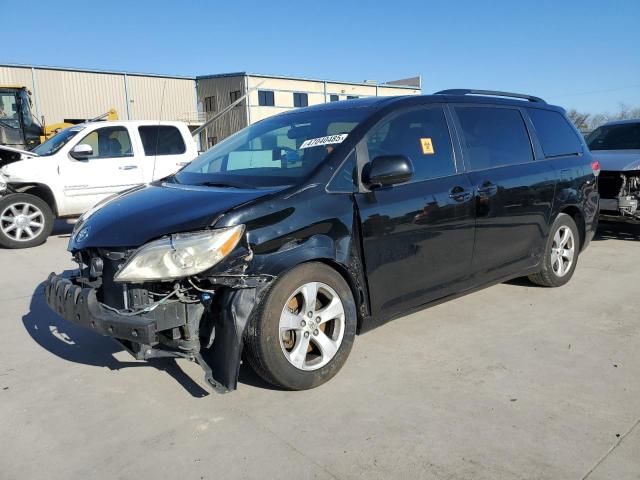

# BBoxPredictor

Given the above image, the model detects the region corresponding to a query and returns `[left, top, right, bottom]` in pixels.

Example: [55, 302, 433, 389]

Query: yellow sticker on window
[420, 138, 436, 155]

▶ Problem to work on: Copy the material above word for word, leaving the picture out of your copy.

▶ Output of the exercise:
# BBoxPredictor

Given the above image, the model detects the region corresponding to a query and returns `[left, top, right, bottom]` in pixels.

Example: [55, 302, 433, 389]

Query: yellow sticker on window
[420, 138, 436, 155]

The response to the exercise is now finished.